> **PROBLEM DETAILS**
Reproduce nothing but the closing run of lines: the line with "Might I ask you to indicate the roof" and each line that follows it to the end of the data.

┌────────

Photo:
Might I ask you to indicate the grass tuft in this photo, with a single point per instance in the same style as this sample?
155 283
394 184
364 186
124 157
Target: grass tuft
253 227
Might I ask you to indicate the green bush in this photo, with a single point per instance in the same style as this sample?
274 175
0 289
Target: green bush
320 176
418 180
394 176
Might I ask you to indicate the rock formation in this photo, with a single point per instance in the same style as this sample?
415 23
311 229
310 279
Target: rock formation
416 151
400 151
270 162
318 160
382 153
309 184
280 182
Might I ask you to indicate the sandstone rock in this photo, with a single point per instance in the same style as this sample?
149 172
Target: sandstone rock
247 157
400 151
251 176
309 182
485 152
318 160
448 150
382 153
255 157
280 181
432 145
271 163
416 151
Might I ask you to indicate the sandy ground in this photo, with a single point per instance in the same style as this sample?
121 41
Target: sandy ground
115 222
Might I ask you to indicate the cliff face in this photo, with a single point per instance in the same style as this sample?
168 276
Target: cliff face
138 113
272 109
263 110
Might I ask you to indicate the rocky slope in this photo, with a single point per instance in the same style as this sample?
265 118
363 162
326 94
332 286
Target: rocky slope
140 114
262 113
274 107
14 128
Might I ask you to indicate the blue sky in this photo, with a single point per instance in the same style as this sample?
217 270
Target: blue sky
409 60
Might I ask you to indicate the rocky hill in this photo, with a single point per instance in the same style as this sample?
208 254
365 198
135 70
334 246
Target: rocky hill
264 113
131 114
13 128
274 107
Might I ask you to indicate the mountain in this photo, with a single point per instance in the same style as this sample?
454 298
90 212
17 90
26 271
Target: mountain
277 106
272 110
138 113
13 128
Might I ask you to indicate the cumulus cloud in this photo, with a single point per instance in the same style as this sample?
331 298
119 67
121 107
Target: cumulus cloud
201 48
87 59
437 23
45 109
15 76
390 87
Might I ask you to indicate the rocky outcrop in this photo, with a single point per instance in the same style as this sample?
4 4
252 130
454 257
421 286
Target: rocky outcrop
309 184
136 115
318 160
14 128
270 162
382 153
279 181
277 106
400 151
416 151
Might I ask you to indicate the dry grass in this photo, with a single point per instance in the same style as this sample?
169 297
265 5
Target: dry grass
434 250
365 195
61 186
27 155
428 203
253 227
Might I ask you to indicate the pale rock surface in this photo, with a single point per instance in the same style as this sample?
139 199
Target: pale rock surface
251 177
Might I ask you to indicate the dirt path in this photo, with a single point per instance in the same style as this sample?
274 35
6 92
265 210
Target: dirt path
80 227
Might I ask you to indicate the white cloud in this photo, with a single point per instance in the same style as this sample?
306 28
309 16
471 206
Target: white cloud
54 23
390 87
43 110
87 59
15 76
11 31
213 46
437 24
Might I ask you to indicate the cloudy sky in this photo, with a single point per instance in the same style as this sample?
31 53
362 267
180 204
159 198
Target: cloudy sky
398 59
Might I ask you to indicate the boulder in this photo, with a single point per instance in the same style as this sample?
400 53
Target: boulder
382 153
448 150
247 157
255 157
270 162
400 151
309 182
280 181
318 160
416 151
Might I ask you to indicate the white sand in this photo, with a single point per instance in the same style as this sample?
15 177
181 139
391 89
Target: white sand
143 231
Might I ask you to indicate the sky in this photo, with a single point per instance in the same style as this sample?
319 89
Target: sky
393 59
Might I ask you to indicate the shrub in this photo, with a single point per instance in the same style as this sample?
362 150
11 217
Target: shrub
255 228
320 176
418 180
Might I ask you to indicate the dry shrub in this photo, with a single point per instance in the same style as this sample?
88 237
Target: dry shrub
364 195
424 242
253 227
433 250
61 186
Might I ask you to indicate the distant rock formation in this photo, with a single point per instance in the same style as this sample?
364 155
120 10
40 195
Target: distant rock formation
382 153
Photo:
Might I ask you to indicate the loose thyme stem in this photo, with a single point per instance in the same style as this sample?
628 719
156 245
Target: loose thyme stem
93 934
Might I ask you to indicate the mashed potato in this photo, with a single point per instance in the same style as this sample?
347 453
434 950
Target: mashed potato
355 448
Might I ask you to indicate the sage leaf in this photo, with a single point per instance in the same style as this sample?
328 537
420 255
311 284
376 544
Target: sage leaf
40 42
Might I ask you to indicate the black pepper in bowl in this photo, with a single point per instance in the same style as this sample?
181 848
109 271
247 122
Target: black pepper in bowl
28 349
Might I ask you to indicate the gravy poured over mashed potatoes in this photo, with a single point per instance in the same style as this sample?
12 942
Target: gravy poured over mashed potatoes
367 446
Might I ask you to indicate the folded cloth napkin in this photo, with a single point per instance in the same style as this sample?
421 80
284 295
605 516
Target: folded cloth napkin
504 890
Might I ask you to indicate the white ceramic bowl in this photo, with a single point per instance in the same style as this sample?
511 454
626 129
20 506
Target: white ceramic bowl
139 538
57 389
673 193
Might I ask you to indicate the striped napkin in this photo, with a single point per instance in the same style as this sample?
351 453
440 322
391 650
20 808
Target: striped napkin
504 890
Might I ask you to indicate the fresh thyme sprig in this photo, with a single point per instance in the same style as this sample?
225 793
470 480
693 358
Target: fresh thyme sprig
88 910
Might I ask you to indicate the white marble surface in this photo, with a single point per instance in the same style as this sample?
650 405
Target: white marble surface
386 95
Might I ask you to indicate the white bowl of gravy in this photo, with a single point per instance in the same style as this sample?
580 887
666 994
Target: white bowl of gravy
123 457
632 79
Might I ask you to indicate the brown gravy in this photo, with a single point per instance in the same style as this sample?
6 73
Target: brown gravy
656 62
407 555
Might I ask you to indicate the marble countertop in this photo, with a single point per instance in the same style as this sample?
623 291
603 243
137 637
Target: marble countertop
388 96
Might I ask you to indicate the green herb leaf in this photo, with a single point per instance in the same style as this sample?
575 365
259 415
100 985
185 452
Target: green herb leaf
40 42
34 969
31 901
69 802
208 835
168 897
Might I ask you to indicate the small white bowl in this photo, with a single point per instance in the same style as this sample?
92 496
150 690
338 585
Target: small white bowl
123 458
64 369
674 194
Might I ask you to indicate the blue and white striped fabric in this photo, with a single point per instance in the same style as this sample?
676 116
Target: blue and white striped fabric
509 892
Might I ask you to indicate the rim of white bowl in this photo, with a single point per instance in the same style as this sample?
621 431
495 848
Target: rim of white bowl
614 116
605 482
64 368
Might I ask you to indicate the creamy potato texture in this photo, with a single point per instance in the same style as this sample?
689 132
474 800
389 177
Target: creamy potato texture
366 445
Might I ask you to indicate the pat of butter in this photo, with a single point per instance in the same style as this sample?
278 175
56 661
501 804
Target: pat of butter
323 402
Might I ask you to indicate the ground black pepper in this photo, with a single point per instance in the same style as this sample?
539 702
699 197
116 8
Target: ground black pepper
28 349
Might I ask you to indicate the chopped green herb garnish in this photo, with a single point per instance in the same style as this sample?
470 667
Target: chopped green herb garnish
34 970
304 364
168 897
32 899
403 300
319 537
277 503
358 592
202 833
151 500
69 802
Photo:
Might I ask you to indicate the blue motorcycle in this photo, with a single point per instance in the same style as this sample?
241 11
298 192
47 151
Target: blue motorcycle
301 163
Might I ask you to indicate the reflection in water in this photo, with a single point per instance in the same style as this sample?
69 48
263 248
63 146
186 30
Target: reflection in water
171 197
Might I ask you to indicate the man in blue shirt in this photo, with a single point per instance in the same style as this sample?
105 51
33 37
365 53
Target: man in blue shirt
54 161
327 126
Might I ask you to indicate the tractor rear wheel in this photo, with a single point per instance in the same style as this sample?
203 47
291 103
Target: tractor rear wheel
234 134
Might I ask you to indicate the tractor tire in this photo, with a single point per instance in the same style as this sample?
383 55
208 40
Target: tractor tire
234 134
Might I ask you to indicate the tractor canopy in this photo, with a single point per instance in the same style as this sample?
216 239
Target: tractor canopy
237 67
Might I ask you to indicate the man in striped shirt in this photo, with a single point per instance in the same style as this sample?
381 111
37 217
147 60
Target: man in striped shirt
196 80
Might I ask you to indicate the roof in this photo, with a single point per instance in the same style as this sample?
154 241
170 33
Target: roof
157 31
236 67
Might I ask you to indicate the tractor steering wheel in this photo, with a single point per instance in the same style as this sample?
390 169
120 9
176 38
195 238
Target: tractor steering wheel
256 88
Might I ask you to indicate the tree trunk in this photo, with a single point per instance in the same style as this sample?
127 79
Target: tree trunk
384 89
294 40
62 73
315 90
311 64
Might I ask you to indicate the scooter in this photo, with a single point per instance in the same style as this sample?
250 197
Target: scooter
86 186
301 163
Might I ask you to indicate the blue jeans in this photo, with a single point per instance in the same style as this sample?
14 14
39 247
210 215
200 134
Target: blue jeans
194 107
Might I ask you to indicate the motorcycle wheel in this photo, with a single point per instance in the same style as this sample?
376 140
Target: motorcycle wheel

└────────

> **TASK RESPONSE**
Might I ask you to indicate the roof in this photo, with a single point per instance in the same style as this sample?
154 241
170 33
Target: roof
157 31
236 67
Might I ask you to indicate the tractor steering wheel in this photo, with a single point per instance in the same style as this sample?
390 169
120 9
176 38
195 238
Target: tractor steering wheel
256 88
Might I ask you to indicate the tree trunk in this photo, with a single point per instance in the same style as this sample?
127 79
Target: tree trunk
384 89
294 40
62 73
315 90
311 64
Might I ask you to indicate the scooter in this photo, with a single point per instance in the same style as this sample?
250 197
Target: scooter
86 186
301 163
Might I ask you to indicate the blue jeans in this photo, with a single point per instance in the same style as this sample?
14 14
39 247
210 215
200 134
Target: blue jeans
194 107
Might I ask you to indicate the motorcycle wheel in this photo, with a single point per instance in the same style as this sample?
376 140
Target: motorcycle wheel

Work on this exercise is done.